■ Given information ■
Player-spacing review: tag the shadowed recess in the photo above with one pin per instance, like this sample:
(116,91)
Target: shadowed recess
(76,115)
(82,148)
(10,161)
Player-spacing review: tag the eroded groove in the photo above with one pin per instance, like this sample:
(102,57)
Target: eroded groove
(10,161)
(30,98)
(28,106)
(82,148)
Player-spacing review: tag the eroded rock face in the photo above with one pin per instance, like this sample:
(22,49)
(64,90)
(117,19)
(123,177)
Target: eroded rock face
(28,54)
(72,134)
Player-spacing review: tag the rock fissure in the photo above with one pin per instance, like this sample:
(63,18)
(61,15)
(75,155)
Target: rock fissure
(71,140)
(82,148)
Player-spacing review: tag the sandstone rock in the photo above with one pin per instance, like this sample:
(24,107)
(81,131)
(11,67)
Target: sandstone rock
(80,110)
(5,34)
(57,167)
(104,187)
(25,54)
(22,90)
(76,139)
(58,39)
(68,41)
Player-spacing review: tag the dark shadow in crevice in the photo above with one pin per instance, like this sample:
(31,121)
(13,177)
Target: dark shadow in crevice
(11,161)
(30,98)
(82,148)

■ Set task ■
Write out all of the records above again, line for line, with no changes.

■ Solution to this task ■
Player-spacing review: tag the shadowed recess in the photo above with one pin per instance, like this sample:
(116,91)
Target: shadowed recess
(76,115)
(82,148)
(10,161)
Player-spacing review: tag the eroded groove in the photo above with one pin per instance, like this sample:
(102,57)
Target: eroded groove
(10,161)
(30,98)
(28,106)
(82,148)
Player-spacing review: tag the eroded rock face in the photo above with one pin per instance, like this sample:
(22,49)
(64,90)
(117,19)
(123,177)
Target: eroded rock face
(28,54)
(72,134)
Player-spacing review: tag the rock fissure in the photo above with one pin per instance, like this sample:
(63,18)
(61,15)
(75,155)
Target: rock fissure
(71,140)
(82,148)
Player-spacing review: tag the sandstone rock in the photo above with one pin per instance, like this sample:
(24,107)
(81,131)
(11,67)
Target: sandstone rock
(80,110)
(5,34)
(57,167)
(104,187)
(25,54)
(22,90)
(76,139)
(58,39)
(68,41)
Player-spacing review: tag the dark shadow in crevice in the photo above with one pin per instance, like this sample:
(31,121)
(13,177)
Target: dark shadow in crevice
(11,161)
(30,98)
(82,148)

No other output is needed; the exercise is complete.